• ASSIGNMENT: Below are entries; copy exactly the lines from the one with "<point>887,1161</point>" through the one with "Give x and y for each instance of the pleated", both included, and leave out the rest.

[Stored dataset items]
━━━━━━━━━━━━━━━━━━━━
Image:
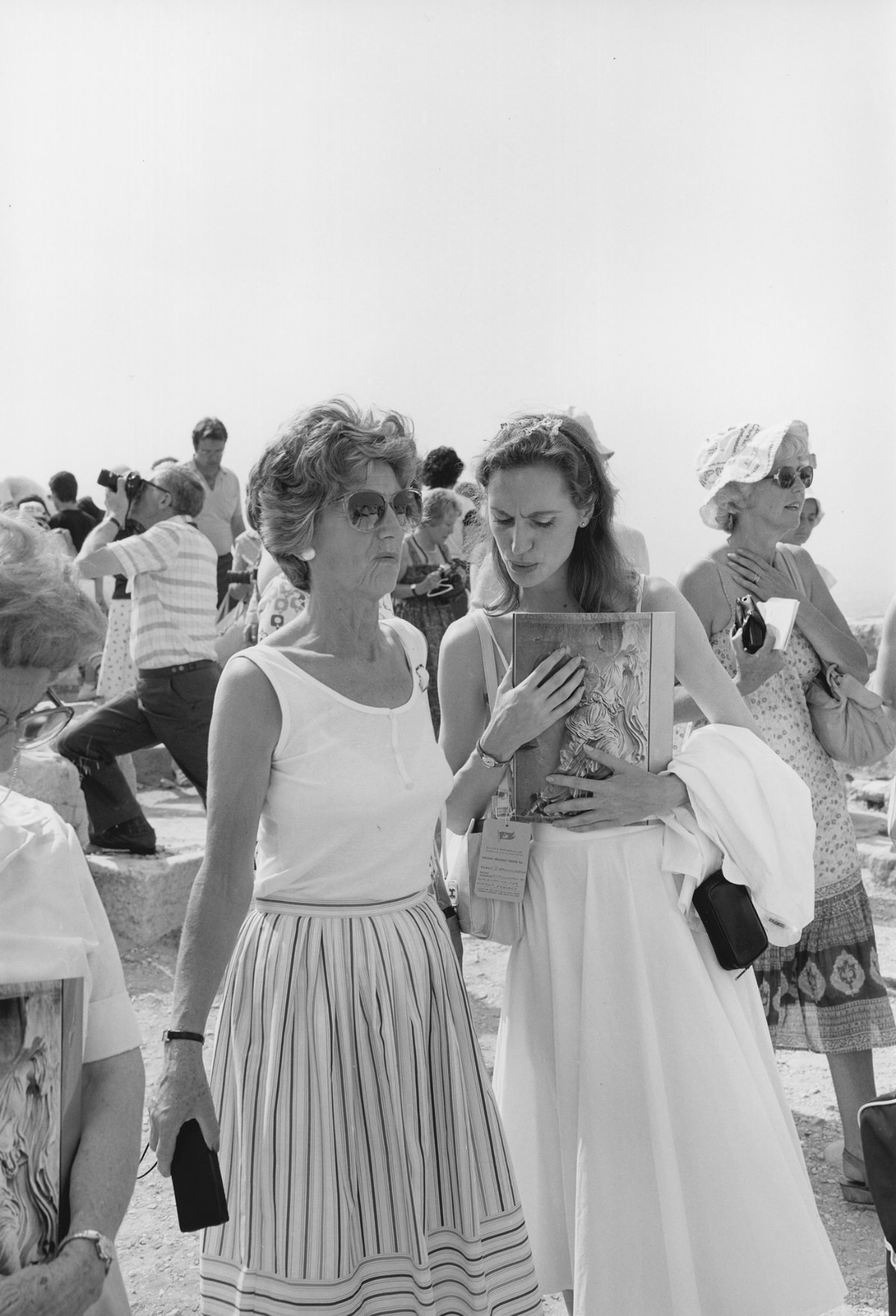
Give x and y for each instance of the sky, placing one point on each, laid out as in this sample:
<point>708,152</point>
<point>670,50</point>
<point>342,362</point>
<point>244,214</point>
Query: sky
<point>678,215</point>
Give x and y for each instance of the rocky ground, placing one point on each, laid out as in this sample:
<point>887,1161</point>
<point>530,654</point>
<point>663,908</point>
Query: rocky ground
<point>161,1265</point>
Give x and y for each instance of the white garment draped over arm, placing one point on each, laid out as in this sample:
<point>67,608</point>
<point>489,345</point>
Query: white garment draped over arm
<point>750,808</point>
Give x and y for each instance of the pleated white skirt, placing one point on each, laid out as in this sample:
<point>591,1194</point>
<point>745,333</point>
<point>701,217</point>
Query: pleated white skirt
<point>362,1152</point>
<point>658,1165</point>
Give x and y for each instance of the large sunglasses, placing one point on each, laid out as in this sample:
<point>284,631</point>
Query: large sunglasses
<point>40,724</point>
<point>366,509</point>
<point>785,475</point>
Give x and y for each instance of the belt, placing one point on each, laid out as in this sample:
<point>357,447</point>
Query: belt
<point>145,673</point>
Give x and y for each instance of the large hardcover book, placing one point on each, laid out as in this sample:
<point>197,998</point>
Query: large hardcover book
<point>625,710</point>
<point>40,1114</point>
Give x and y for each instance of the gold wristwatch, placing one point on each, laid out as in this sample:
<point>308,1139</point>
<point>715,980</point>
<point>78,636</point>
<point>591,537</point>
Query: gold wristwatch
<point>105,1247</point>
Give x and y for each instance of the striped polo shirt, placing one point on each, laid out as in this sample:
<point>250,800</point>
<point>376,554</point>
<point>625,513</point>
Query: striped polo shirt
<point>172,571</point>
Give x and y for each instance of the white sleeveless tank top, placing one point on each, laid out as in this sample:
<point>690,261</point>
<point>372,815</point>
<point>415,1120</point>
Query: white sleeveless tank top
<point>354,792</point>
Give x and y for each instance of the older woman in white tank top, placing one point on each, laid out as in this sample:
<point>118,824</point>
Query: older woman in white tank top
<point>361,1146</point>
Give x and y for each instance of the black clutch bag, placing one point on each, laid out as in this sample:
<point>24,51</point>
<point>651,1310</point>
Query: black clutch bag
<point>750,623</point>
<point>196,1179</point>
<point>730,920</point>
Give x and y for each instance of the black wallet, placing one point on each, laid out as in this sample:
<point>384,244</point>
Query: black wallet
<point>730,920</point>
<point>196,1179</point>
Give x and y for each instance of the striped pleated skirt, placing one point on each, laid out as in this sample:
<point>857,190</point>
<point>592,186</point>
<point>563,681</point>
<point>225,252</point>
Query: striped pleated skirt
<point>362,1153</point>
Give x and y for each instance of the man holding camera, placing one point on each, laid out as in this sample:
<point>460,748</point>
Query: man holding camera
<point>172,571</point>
━━━━━━━━━━━━━━━━━━━━
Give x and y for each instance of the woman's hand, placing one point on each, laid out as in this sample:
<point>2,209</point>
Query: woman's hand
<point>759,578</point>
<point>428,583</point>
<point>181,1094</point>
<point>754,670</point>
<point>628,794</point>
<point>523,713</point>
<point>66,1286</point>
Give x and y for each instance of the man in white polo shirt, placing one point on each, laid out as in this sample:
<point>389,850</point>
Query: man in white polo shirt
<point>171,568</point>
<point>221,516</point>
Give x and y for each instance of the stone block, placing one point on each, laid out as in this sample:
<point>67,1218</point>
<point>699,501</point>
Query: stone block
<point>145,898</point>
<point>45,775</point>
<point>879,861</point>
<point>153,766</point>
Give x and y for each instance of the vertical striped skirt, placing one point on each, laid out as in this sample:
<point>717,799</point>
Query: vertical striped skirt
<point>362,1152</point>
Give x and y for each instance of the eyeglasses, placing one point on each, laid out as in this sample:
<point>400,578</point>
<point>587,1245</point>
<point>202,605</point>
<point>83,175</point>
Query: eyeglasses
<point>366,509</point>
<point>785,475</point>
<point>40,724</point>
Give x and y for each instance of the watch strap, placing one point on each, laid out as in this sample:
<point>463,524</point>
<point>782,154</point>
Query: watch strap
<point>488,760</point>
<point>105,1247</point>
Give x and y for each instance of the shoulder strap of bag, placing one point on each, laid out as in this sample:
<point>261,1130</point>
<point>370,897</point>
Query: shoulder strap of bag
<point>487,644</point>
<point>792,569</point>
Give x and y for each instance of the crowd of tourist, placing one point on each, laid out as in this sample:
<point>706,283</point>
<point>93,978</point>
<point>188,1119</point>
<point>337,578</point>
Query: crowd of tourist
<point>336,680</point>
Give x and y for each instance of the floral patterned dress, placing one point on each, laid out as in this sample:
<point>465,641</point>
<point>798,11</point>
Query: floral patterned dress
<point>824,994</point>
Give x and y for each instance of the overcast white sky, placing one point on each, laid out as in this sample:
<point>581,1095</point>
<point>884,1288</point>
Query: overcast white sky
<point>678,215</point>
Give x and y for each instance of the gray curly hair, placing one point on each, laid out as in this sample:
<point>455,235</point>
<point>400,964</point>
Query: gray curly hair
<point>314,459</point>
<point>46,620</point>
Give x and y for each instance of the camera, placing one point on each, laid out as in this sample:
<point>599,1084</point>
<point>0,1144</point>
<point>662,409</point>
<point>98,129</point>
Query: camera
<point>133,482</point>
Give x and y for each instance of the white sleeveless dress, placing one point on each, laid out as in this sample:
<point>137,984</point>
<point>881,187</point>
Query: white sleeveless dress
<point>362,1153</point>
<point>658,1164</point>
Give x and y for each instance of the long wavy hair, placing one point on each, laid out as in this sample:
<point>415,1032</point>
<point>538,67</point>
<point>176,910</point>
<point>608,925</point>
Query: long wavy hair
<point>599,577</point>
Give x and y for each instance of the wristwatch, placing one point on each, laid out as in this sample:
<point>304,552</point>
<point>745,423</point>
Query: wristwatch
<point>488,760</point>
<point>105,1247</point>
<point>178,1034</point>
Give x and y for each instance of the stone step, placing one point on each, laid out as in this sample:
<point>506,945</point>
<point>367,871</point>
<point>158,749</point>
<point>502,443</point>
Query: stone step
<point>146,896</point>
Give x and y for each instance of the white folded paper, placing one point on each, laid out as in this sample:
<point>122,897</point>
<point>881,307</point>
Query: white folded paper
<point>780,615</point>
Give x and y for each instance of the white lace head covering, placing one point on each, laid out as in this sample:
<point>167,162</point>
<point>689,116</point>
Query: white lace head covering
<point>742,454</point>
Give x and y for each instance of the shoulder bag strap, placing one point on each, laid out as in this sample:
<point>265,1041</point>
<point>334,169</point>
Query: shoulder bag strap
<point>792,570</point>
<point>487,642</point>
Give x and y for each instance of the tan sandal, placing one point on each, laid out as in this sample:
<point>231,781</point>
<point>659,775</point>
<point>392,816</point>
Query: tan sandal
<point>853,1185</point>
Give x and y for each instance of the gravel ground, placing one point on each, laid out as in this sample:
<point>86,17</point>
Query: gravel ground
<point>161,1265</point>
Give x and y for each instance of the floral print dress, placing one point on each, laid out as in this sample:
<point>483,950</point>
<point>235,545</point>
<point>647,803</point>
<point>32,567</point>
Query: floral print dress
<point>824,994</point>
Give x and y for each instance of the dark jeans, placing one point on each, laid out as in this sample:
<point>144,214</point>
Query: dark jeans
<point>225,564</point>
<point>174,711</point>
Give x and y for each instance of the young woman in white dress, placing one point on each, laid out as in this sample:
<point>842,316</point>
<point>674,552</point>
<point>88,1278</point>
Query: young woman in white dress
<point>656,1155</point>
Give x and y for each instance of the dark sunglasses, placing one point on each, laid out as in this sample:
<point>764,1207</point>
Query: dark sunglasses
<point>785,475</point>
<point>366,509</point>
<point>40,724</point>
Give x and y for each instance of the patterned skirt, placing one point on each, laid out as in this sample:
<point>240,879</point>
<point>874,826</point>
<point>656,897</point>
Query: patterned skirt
━━━━━━━━━━━━━━━━━━━━
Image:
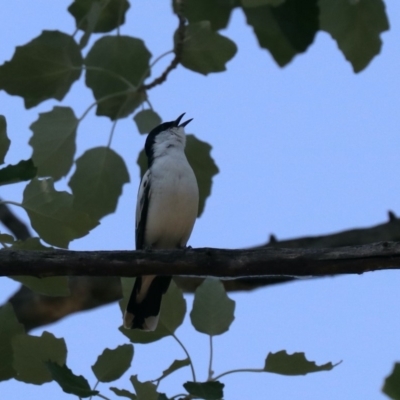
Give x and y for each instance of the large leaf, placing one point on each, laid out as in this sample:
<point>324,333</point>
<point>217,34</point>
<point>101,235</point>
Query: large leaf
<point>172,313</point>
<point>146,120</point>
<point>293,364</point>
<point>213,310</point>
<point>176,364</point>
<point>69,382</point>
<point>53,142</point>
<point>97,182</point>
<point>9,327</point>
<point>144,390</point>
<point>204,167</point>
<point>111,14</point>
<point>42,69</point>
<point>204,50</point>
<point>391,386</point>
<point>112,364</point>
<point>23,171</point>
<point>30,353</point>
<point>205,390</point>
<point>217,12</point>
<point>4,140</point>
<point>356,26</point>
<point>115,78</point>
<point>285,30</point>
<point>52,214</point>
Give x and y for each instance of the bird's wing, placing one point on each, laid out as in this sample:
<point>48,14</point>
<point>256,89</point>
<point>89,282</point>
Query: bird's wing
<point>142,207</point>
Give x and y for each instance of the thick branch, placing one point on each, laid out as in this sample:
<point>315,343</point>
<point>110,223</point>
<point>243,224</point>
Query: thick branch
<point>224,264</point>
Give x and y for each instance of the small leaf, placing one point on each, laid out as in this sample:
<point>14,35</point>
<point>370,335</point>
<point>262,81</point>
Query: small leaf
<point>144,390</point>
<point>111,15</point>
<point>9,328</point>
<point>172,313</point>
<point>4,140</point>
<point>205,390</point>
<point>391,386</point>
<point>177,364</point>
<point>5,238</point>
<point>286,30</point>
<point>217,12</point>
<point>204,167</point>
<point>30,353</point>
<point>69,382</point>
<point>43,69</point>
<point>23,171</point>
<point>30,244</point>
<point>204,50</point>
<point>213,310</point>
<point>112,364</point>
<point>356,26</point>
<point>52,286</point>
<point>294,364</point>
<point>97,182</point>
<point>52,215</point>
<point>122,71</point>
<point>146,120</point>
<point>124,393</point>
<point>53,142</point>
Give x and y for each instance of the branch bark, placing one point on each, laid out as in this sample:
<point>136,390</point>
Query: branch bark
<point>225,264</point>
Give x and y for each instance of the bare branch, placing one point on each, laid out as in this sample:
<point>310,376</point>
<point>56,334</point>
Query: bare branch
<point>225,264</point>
━━━━━━━━━━━━━━━━━━━━
• SOLUTION TO THE PROBLEM:
<point>887,1161</point>
<point>530,654</point>
<point>663,908</point>
Query: rocky ground
<point>161,1265</point>
Give x and y for each instance of the white garment draped over arm, placing one point on each, laid out as in this sample:
<point>67,608</point>
<point>489,345</point>
Query: white garment draped over arm
<point>750,808</point>
Give x and y for each instance of the pleated white skirt, placing one point on each, laid out as in this sample:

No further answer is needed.